======== Passage shown ========

To cope with P limitation, plants exhibit a series of physiological, biochemical, and molecular strategies such as modifying the architecture of the roots [26, 27], secreting carboxylates and acid phosphatase [28], elevating transcription of genes essential for P acquisition [29], and enhancing the remobilization of the previously stored P [19, 23, 30]. Recently, accumulating evidence has supported the participation of TFs in Pi starvation signaling [31], although much remains to achieve a full understanding of the Pi starvation signaling network, as well as its crosstalk with other pathways such as phytohormone signaling cascades. Furthermore, recent studies have reported that P stored in root cell wall can be reutilized in Arabidopsis and rice, and numerous phytohormones or signal molecules such as ethylene and nitric oxide (NO) participate in this process [20]. In this study, we for the first time reported that a MYB TF is involved in the tolerance to P deficiency in A. thaliana, and found that the sensitivity of P deficiency in the loss function mutant, myb103, also showed a clear association with the cell wall, and in particular the phytohormone ethylene.

========

=== What you need to do ===
(a) Using the passage on phosphorus limitation, decide whether each statement agrees with it: (i) the study reports for the first time that a MYB TF is involved in tolerance to P deficiency in A. thaliana; (ii) the Pi starvation signaling network is now fully understood; (iii) P stored in the root cell wall can be reutilized only in rice. Answer yes or no for each, and quote the words that decide it.
(b) Write the next part of the passage on phosphorus limitation, picking up after its final sentence.

======== Data shown ========

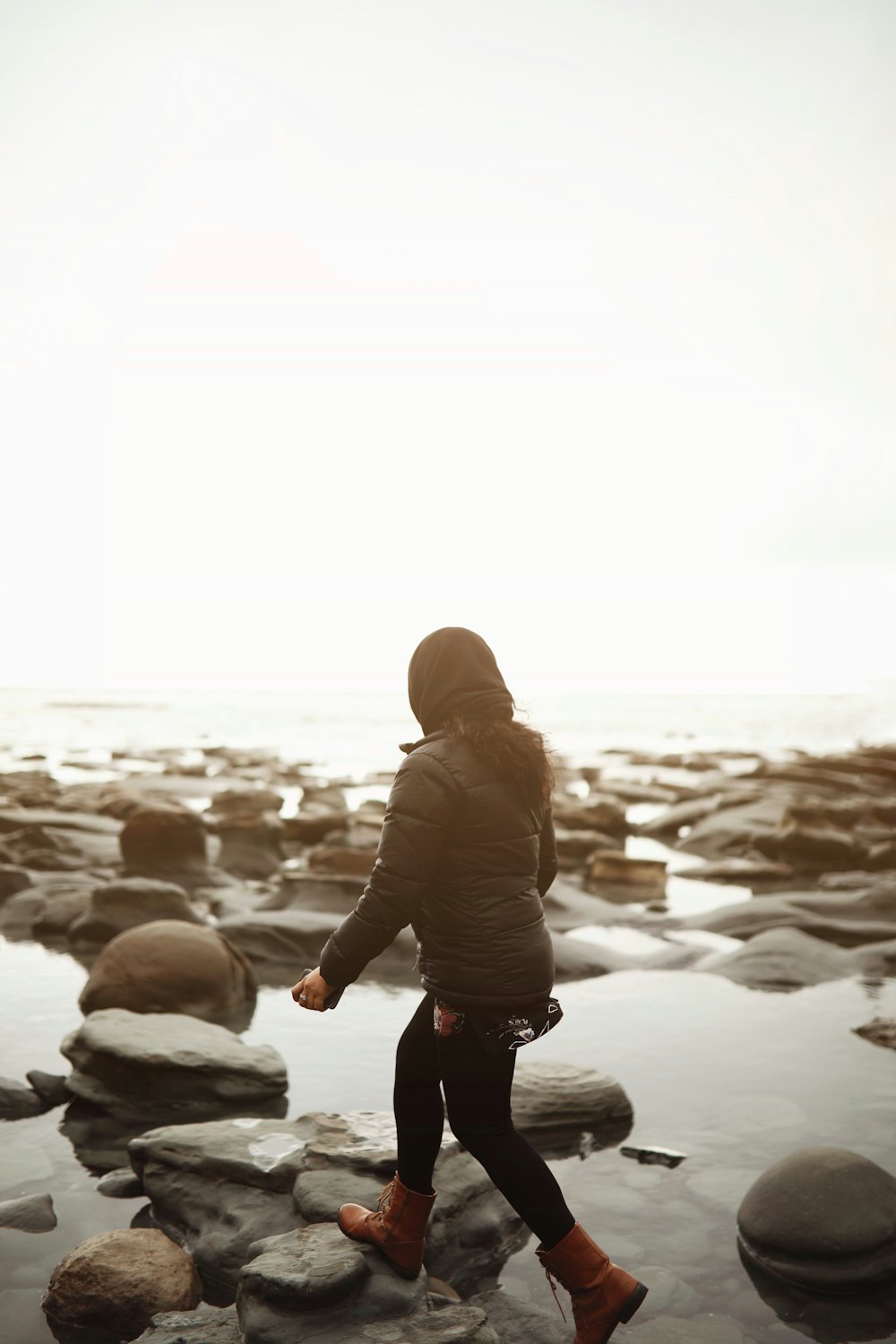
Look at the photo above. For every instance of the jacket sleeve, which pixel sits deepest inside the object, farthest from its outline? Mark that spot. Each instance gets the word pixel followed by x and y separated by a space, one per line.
pixel 421 808
pixel 547 854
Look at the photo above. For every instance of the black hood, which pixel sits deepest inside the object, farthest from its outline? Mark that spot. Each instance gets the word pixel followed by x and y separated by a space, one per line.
pixel 452 671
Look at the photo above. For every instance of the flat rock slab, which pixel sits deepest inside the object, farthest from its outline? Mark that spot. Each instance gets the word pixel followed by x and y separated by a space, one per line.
pixel 823 1218
pixel 132 1064
pixel 696 1330
pixel 880 1031
pixel 207 1325
pixel 32 1214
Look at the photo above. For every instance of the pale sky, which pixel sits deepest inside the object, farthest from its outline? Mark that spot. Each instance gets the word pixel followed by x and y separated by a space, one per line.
pixel 328 324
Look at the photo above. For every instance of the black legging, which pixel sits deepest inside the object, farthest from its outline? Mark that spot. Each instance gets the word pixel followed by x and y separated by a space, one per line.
pixel 477 1094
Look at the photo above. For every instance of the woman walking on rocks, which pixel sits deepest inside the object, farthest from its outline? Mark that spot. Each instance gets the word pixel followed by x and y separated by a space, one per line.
pixel 465 857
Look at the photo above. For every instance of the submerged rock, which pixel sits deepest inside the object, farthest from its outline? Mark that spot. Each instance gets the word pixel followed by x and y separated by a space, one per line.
pixel 142 1064
pixel 823 1218
pixel 172 967
pixel 117 1281
pixel 32 1214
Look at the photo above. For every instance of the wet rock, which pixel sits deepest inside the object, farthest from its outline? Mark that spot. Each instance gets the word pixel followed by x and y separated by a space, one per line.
pixel 516 1322
pixel 327 892
pixel 120 1183
pixel 252 846
pixel 204 1325
pixel 880 1031
pixel 552 1097
pixel 32 1214
pixel 50 1088
pixel 126 903
pixel 311 828
pixel 155 840
pixel 145 1064
pixel 117 1281
pixel 172 967
pixel 13 879
pixel 780 959
pixel 344 860
pixel 823 1218
pixel 316 1284
pixel 614 868
pixel 18 1101
pixel 694 1330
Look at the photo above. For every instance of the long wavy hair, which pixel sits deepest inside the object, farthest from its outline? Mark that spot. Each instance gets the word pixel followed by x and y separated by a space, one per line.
pixel 519 752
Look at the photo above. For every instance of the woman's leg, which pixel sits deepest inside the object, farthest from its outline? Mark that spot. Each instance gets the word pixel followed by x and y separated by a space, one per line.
pixel 477 1093
pixel 419 1113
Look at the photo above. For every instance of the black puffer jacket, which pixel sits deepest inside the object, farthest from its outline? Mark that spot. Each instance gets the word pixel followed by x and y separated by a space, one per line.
pixel 465 862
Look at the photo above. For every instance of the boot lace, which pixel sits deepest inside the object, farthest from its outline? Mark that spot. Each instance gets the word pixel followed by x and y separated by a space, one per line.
pixel 549 1277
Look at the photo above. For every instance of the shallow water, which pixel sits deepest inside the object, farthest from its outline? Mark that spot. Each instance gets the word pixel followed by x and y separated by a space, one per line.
pixel 732 1077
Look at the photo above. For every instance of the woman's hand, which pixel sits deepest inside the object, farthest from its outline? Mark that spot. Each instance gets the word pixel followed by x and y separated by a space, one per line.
pixel 312 991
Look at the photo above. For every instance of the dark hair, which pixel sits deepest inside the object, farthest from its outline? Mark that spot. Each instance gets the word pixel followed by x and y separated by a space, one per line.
pixel 519 752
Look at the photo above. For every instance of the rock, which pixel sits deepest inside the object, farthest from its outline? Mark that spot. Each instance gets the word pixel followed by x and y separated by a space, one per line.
pixel 247 801
pixel 252 846
pixel 117 1281
pixel 159 839
pixel 780 959
pixel 696 1330
pixel 516 1322
pixel 126 903
pixel 614 868
pixel 204 1325
pixel 148 1064
pixel 172 967
pixel 120 1183
pixel 346 860
pixel 317 1285
pixel 281 935
pixel 823 1218
pixel 50 1088
pixel 555 1097
pixel 13 879
pixel 32 1214
pixel 323 892
pixel 668 1295
pixel 18 1101
pixel 311 828
pixel 218 1187
pixel 880 1031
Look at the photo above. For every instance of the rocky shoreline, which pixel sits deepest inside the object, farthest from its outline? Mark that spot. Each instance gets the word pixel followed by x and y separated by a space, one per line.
pixel 185 884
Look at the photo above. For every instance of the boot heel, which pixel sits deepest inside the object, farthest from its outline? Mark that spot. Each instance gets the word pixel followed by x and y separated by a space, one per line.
pixel 634 1303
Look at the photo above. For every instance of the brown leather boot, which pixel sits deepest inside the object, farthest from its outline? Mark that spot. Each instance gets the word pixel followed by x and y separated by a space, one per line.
pixel 602 1293
pixel 397 1228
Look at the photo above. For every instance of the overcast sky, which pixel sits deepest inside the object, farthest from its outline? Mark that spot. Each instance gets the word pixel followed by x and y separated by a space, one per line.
pixel 328 324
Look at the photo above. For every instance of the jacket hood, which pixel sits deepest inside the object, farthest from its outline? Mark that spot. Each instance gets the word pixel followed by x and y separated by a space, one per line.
pixel 452 671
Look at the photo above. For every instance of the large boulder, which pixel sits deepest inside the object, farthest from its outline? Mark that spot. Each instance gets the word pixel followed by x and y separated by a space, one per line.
pixel 823 1218
pixel 117 1281
pixel 314 1284
pixel 171 965
pixel 137 1064
pixel 220 1187
pixel 126 903
pixel 158 840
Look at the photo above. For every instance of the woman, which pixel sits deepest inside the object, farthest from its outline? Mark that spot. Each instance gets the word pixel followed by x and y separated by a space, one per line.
pixel 465 857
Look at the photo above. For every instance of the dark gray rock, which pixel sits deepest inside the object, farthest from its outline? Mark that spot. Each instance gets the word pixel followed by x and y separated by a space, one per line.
pixel 120 1183
pixel 144 1064
pixel 780 959
pixel 823 1218
pixel 50 1088
pixel 32 1214
pixel 129 902
pixel 204 1325
pixel 18 1101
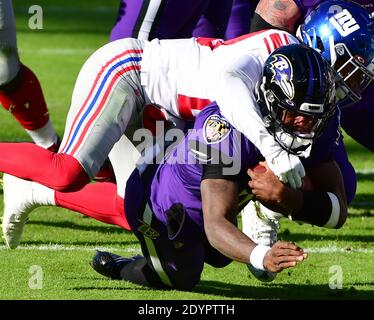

========

=== Exercise answers ===
(a)
(i) Yes: "In this study, we for the first time reported that a MYB TF is involved in the tolerance to P deficiency in A. thaliana"
(ii) No: "much remains to achieve a full understanding of the Pi starvation signaling network"
(iii) No: "P stored in root cell wall can be reutilized in Arabidopsis and rice"

(b)
Numerous MYB TFs were reported to be involved in plant responses to environmental stresses [32, 33]. For example, HOS10 [34], MYB14 and MYB15 [35], and MdMYB23 [36] are involved in the modulation of cold stress response while MYB12is involved in response to nitrogen deficiency [37]. PSR1 [38] and PHR1 [12] are two well characterized R2R3 MYB transcription factors that have been implicated in the positive regulation of Pi stress responses. Furthermore, MYB62 has been implicated to act as a negative regulator of P starvation response [13], as its expression was significantly induced during P deficiency [39], and MYB62 overexpressing lines exhibited phosphate accumulation in roots. Moreover, MYB62 also serves as a repressor of GA biosynthesis [39]. However, little is known about whether other MYB TFs take part in the P deficiency signaling. In the present study, we found that MYB103, a R2R3 MYB TF, was involved in the P deficiency response in Arabidopsis. The expression of MYB103 was induced under the P deficient condition in Arabidopsis (Fig. 1), and the Arabidopsis loss function mutant of MYB103 exhibited the P deficiency-sensitive phenotype (Fig. 2), with lower levels of shoot and root soluble P (Fig. 3).
Cell wall, which consists of cellulose, hemicelluloses, pectin and other matrix polysaccharides, acts as an important P repository in rice and Arabidopsis [19, 23, 40]. Among them, only pectin was demonstrated to be involved in the P recycling under the P deficient condition, as the carboxyl-acid groups in the cell wall pectin have strong affinity for cations, such as Fe3+, which lead to the release of the P [23, 41]. Our results establish the role of the P pool in cell wall pectin in WT under P deficiency, as loss function of MYB103 results in the significantly decreased P reutilization when under -P compared with +P (Fig. 5A and 5C), in company with the greatly reduced pectin content (Fig. 6B). As a result, when in comparison to WT, more P was retained in the myb103 cell wall under the -P condition (Fig. 5), thus less soluble P was found in myb103 roots and shoots, which rendered it more sensitive to the P deficiency (Figs. 2 and 3). In agreement with this, the expression of Pdeficiency-responsive genesincluding PHR1, PHT1, PHO1 and PHO2 was higher in myb103 roots than in WT under P starvation (Fig. 4).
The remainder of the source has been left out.